:: DATASET EXCERPTS

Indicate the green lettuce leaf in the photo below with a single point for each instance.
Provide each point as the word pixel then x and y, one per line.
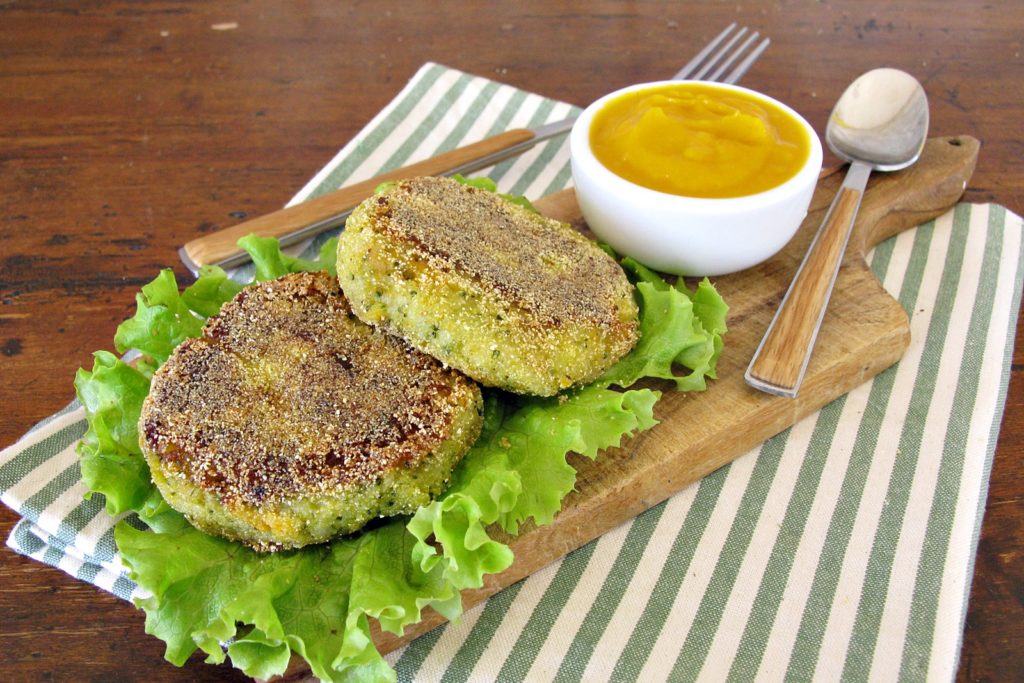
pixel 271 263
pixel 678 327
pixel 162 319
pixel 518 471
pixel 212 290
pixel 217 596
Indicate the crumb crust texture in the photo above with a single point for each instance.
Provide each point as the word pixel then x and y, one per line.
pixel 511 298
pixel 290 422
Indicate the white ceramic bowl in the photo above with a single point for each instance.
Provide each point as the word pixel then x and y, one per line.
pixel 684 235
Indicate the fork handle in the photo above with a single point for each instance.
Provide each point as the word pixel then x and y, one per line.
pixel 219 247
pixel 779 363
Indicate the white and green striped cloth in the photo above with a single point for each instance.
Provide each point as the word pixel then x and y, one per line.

::::

## [INSTRUCTIONS TO FOLLOW]
Copy all the rows above word for word, but leave out the picture.

## [EXERCISE ANSWER]
Indicate the green lettuce leaf in the photo below with a single point for each instance.
Provide each point as the word pixel then x and y, one per line.
pixel 271 263
pixel 678 327
pixel 162 319
pixel 518 471
pixel 212 290
pixel 217 596
Indicate the crumb crust texture in the photo above with a single point for each instance.
Provide each point as the word pixel then x and y, one per line.
pixel 511 298
pixel 290 422
Indicate the white ceramic bowl in the photo above with a single point for each instance.
Provide each point as the word pixel then x and y, one per line.
pixel 684 235
Indicate the fork handle in the photo above with a single point for each instance.
Provide each point as the word pixel then x and y, one per line.
pixel 219 247
pixel 779 363
Indicate the white and green striped cloth in the photo above with a single point for each instance.
Provide each point as the word pixel then x and y, one per line.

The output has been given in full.